(任务目标):
将下面这段用 Jsoup 获取微信公众号文章的文本一字不改地完整输出。

(给定文本):
****************

Bootstrap

Jsoup 获取微信公众号文章

jsoup下载链接:jsoup下载
jsoup中文文档:jsoup中文文档

import java.io.IOException;
import org.jsoup.Jsoup;
import org.jsoup.nodes.Document;
import org.jsoup.nodes.Element;
import org.jsoup.select.Elements;

public class Clear {
	//获取文章封面图片
	public static String getCoverUrl(String informationUrl) throws IOException {
    	String picUrl = null;
		int flag;
		Document doc = Jsoup.connect(informationUrl).timeout(3000).get();
		String htmlString=doc.toString();
		flag=htmlString.indexOf("msg_cdn_url");
		while(htmlString.charAt(flag)!='\"'){
			flag++;
		}
		int beginIndex=++flag;
		while(htmlString.charAt(flag)!='\"')

****************

(原始数据):
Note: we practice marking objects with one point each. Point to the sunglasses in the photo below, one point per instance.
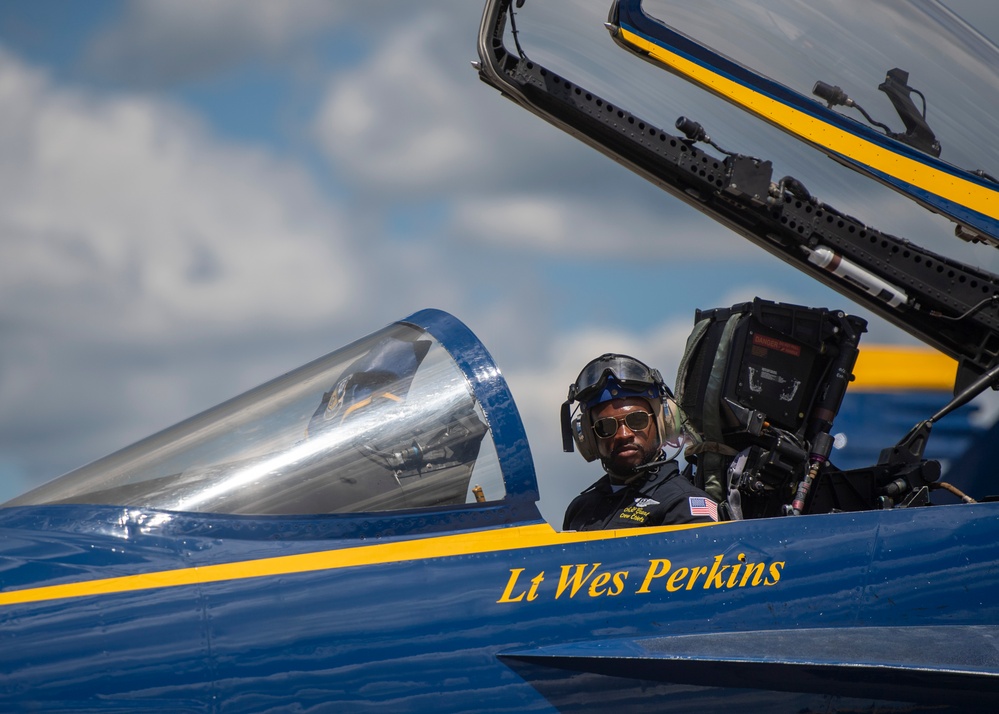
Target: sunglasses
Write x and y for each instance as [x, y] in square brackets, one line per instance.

****************

(书面解答):
Bootstrap

Jsoup 获取微信公众号文章

jsoup下载链接:jsoup下载
jsoup中文文档:jsoup中文文档

import java.io.IOException;
import org.jsoup.Jsoup;
import org.jsoup.nodes.Document;
import org.jsoup.nodes.Element;
import org.jsoup.select.Elements;

public class Clear {
	//获取文章封面图片
	public static String getCoverUrl(String informationUrl) throws IOException {
    	String picUrl = null;
		int flag;
		Document doc = Jsoup.connect(informationUrl).timeout(3000).get();
		String htmlString=doc.toString();
		flag=htmlString.indexOf("msg_cdn_url");
		while(htmlString.charAt(flag)!='\"'){
			flag++;
		}
		int beginIndex=++flag;
		while(htmlString.charAt(flag)!='\"')